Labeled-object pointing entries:
::::::::::

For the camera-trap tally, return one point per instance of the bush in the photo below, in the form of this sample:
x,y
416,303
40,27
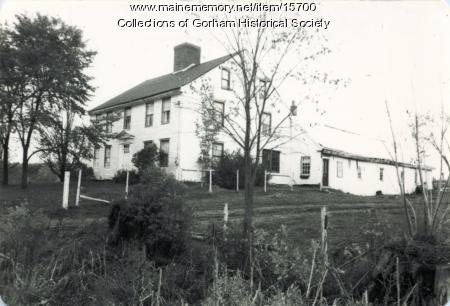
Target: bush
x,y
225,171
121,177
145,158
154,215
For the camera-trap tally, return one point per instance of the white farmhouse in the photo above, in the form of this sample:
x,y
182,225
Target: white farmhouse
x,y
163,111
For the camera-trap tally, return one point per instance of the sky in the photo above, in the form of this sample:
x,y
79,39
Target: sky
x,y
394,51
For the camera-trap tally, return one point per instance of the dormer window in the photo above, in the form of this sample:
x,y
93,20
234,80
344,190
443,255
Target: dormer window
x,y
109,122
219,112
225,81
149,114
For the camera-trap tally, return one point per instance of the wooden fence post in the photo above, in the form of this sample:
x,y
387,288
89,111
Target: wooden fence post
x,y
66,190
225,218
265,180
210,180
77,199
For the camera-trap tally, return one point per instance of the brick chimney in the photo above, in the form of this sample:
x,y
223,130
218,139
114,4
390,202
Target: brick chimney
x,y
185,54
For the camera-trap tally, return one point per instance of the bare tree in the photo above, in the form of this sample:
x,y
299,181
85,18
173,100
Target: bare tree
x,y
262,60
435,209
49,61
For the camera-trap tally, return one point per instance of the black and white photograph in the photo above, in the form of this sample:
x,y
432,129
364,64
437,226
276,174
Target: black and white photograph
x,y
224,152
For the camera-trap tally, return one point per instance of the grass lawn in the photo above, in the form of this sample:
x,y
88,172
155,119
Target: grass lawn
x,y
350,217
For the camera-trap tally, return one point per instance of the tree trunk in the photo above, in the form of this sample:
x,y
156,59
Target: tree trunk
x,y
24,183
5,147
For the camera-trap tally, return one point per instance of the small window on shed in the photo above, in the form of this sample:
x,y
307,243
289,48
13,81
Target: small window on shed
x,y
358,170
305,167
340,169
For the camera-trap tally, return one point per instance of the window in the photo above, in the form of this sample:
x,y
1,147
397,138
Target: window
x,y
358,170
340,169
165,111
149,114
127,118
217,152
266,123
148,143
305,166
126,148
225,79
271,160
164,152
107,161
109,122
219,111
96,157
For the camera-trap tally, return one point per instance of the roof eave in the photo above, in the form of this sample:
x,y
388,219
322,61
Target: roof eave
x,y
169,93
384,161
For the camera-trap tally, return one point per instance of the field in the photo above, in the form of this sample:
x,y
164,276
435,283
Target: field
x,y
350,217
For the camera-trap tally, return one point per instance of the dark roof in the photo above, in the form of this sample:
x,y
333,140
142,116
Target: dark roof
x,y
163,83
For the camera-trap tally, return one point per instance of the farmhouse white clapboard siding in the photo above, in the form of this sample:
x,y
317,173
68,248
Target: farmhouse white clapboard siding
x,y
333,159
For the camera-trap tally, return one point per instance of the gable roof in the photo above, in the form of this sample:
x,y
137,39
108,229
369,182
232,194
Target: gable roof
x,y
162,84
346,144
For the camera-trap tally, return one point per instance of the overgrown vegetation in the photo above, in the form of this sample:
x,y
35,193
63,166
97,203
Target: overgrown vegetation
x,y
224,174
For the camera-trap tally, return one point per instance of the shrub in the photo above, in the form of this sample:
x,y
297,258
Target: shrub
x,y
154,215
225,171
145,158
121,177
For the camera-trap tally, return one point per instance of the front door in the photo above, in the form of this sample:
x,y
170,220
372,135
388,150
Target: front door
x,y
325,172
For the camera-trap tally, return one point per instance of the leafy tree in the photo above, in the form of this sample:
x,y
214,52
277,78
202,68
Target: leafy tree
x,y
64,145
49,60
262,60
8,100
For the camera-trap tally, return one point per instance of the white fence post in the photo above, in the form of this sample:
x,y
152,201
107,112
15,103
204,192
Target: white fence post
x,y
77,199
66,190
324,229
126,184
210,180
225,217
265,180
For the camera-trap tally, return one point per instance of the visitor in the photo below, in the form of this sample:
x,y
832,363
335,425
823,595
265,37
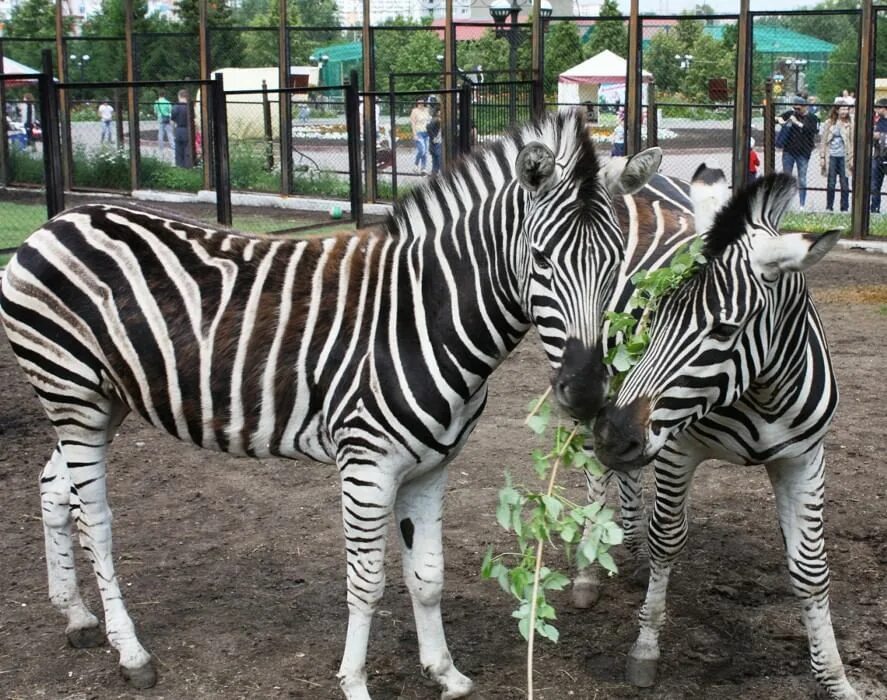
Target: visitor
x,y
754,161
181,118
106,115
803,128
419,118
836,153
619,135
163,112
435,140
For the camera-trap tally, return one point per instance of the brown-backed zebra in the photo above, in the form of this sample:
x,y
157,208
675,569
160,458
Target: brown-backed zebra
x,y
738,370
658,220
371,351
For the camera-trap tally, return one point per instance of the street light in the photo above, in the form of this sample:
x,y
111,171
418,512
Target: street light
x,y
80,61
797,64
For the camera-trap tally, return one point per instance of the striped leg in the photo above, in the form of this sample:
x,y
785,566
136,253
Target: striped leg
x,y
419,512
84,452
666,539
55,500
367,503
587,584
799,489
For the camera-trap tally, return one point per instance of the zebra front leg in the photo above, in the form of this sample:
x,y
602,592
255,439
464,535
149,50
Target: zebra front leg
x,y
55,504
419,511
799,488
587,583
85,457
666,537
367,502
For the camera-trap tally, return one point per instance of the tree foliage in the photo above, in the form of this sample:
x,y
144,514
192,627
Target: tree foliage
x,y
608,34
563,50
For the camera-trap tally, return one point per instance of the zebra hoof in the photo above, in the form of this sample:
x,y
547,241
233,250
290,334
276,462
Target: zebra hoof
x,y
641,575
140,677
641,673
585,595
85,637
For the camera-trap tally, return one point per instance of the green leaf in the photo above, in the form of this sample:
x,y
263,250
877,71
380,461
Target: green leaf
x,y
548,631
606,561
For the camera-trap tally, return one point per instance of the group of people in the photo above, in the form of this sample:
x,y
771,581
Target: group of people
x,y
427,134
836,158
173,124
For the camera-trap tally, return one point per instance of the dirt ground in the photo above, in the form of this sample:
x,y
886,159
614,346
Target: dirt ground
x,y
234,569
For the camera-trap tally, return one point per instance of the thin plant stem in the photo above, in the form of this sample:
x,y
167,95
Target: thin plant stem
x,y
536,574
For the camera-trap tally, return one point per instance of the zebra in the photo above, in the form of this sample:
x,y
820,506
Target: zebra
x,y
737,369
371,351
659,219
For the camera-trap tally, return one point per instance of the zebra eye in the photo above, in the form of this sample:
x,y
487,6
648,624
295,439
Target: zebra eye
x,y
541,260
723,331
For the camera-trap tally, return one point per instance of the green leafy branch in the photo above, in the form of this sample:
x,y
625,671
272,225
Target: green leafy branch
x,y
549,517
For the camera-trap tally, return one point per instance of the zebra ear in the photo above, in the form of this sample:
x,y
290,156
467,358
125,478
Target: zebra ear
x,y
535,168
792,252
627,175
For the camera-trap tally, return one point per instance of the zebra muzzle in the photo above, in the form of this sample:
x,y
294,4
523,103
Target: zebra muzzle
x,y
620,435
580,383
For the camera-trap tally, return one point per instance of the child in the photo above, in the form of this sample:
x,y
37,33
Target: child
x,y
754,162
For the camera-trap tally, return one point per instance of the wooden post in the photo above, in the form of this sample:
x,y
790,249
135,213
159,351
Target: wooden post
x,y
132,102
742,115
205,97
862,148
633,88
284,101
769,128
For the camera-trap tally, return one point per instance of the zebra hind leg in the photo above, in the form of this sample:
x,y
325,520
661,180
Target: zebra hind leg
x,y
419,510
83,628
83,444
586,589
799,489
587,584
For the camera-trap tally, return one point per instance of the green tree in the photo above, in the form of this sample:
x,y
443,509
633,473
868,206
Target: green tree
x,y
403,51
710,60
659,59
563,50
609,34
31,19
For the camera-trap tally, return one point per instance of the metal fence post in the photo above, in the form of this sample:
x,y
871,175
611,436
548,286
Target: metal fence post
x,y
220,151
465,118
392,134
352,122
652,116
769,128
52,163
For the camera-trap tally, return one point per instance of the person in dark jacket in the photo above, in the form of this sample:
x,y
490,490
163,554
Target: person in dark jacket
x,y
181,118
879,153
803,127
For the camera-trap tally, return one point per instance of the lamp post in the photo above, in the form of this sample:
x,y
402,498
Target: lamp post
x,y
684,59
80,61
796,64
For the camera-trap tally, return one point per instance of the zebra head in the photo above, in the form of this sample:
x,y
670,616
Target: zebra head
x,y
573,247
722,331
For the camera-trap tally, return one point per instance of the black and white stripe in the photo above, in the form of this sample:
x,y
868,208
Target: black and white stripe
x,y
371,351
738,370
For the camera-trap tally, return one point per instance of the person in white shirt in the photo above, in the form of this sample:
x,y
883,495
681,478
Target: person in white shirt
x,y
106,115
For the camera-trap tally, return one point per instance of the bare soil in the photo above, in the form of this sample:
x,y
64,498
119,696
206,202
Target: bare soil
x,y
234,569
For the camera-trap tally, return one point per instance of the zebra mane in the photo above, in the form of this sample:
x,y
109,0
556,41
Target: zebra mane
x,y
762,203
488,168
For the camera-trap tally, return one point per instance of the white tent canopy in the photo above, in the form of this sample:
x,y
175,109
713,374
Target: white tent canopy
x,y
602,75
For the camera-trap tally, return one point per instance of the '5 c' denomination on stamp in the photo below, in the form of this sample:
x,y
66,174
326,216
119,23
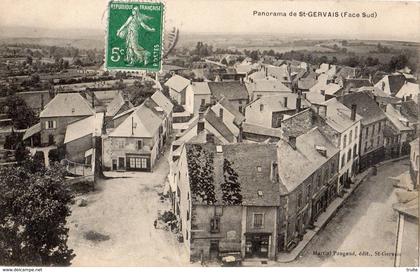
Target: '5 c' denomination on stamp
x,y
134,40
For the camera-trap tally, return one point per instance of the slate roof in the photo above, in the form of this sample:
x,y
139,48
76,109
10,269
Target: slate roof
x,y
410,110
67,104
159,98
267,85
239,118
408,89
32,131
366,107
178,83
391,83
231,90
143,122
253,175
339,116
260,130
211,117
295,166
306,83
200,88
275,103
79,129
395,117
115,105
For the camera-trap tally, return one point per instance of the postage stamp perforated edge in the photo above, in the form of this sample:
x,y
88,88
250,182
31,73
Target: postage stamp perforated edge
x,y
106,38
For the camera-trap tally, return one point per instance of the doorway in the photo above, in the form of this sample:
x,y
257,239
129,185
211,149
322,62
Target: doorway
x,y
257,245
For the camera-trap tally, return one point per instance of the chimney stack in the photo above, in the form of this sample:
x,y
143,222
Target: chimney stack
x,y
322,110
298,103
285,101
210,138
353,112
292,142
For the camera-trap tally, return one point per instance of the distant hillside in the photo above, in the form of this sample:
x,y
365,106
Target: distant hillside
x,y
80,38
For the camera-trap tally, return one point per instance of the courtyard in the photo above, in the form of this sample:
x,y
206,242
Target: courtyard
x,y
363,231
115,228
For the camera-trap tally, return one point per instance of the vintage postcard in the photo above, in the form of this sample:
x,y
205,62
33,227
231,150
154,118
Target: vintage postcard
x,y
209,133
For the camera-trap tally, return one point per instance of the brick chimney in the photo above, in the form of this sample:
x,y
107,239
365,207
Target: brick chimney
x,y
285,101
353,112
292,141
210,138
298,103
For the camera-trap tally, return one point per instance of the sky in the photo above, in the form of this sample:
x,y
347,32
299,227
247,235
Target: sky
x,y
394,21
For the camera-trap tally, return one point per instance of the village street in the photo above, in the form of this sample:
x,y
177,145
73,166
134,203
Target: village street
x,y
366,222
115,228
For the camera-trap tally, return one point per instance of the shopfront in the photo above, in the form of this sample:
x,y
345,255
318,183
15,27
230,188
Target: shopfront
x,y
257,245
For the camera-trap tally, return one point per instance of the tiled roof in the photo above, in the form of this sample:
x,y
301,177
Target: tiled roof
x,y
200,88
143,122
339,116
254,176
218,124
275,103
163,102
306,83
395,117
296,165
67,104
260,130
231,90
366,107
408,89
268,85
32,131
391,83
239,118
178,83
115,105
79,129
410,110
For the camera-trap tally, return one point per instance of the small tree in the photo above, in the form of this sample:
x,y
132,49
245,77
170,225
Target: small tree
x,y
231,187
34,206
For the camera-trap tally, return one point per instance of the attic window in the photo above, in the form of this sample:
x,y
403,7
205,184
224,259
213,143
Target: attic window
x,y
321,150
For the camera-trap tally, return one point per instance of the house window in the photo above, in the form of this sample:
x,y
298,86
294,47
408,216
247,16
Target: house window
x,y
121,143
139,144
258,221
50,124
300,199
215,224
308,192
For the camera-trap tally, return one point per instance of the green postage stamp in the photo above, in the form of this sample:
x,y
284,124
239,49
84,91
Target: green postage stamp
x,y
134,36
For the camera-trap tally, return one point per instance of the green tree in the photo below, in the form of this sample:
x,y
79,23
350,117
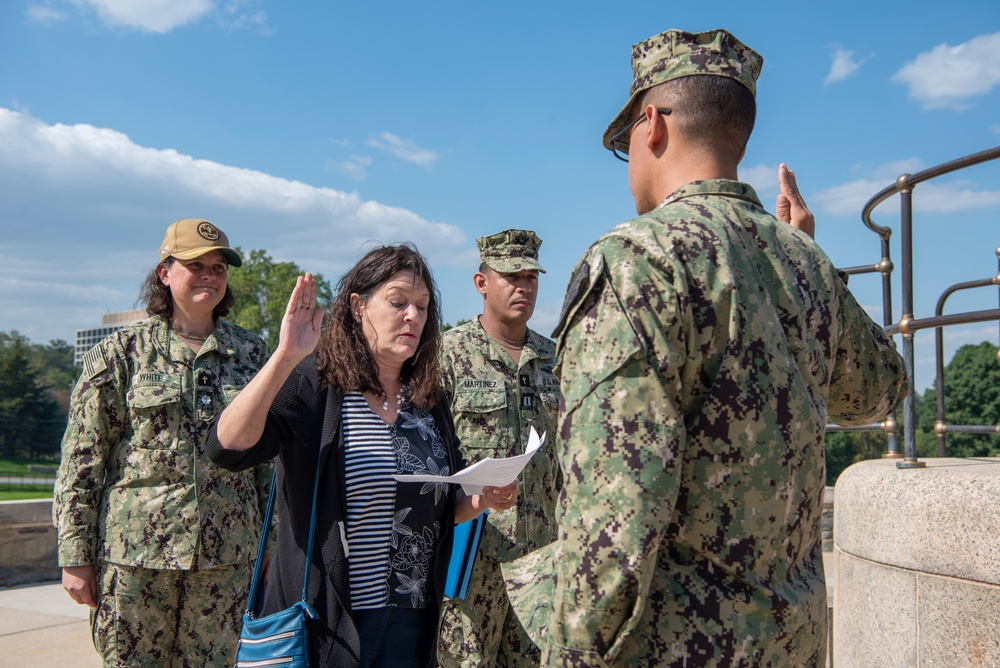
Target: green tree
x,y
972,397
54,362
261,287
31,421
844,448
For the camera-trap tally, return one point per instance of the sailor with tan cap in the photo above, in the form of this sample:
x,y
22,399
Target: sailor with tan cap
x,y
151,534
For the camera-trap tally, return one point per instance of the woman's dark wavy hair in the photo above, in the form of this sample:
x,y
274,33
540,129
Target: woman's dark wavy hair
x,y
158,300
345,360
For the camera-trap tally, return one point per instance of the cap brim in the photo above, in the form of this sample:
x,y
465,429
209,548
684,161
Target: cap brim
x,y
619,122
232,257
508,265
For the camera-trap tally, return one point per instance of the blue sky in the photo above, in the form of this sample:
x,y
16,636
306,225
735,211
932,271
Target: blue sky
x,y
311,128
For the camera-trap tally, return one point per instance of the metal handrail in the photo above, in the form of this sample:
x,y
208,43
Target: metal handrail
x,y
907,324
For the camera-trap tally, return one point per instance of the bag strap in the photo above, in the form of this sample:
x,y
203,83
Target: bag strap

::::::::::

Instructions to follow: Copy only the lines running from the one that holds "the small tree" through the last line of the data, and include both of those lines. Do not copy any pictures.

Solution for this task:
For the camera-trap tally, return one point per instance of the small tree in the photo above, in the form of this sample:
x,y
132,49
245,77
170,225
Target: small tree
x,y
231,187
34,206
For the camera-trap tally, return one point per instance of the attic window in the photo above, in the form of this sample:
x,y
403,7
205,184
224,259
213,143
Target: attic window
x,y
321,150
For the camera-trap tally, return one point per instance of the house window in the photo above, in the form of this sample:
x,y
298,86
294,47
408,216
247,16
Target: house window
x,y
121,143
139,144
258,221
50,124
300,199
215,224
308,192
For the camera-trap tally, return one point per instance of the green postage stamp in the photo above, in the form of this sample:
x,y
284,124
239,49
84,91
Target: green postage stamp
x,y
134,36
For the camera-trap tally, return one point per instance of the green tree in the photo below, in the form of this sample:
x,y
79,23
350,117
Target: green tree
x,y
972,397
54,362
261,287
31,421
844,448
For the camera-trap tally, return one point per instance of the sailor with tan cap in the photo above, in the form of this sample:
x,y
22,399
Target: sailor with tan cap
x,y
151,534
For the camera-trap tally, return one point per instance of the woman's dark wavy hair in the photo above, in the form of this sample:
x,y
274,33
540,129
Target: woman's dark wavy hair
x,y
158,300
345,360
For the camera-trap tally, return one point per instance of the cap brim in the photo above, in the form of this sample:
x,y
465,429
209,548
684,161
Target: cap brim
x,y
619,122
232,257
508,265
For the camera-trap tally, return one point per instance of the blue sky in the photo above, in the form of this sample:
x,y
16,636
306,225
735,211
932,271
Target: blue sky
x,y
311,128
For the camera-trap tally, return one point per instance of the metal handrail in the photo above, in the form of this sample:
x,y
208,43
Target: metal handrail
x,y
907,324
For the camera-trap tally, return one point per instance of the bag strap in the photo above, in the form of this sample:
x,y
203,83
Target: bag strap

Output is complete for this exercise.